** WHAT TO DO **
Copy out all the lines of the data that hold the word "cluster".

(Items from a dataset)
▬▬▬▬▬▬▬▬▬▬
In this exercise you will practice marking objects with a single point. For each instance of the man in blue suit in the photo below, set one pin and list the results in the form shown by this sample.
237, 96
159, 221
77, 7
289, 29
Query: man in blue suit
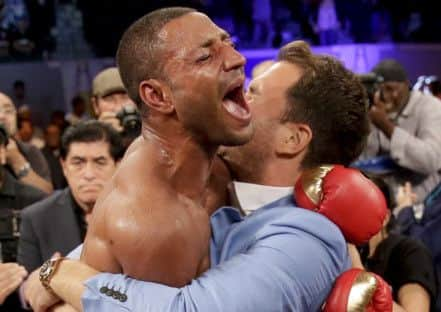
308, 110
▬▬▬▬▬▬▬▬▬▬
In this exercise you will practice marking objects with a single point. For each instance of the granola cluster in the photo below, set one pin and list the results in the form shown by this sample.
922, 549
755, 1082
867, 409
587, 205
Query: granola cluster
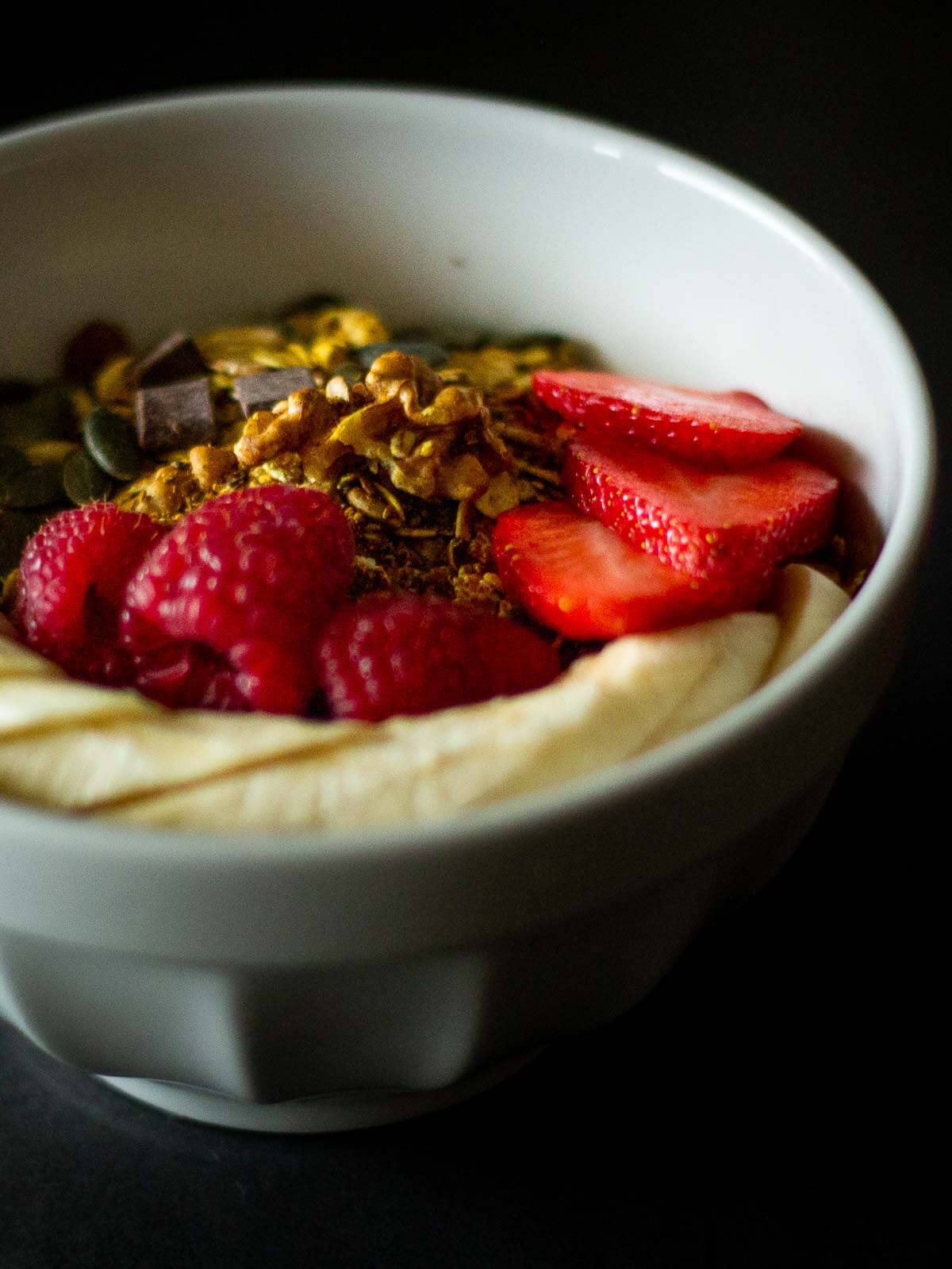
▬▬▬▬▬▬▬▬▬▬
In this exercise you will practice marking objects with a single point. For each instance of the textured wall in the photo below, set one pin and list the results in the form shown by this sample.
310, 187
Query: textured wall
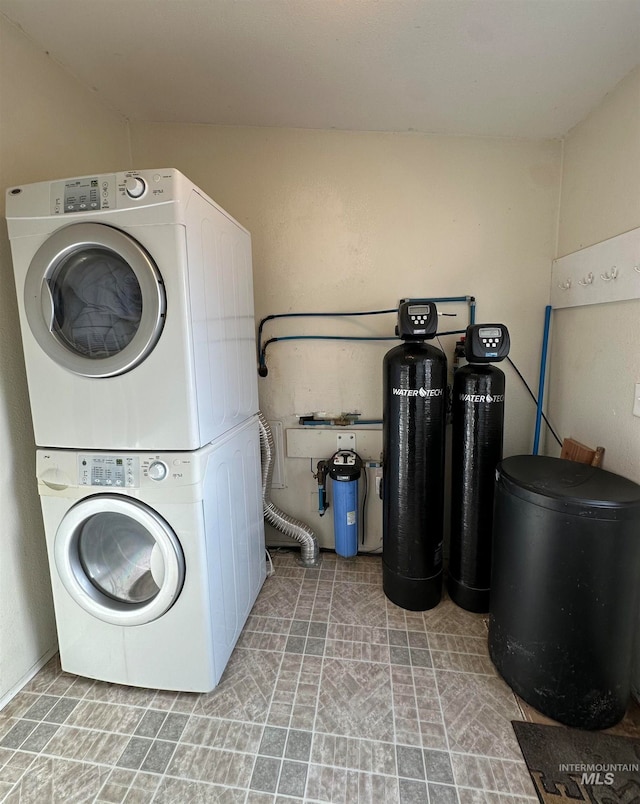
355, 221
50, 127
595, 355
▬▬▬▬▬▬▬▬▬▬
** TASK ANSWER **
In this exercise you will practice marking objects with a single point. For each instance of the granola cluster in the photo below, set one pin and list the results in the form shown by this sample.
Query: granola cluster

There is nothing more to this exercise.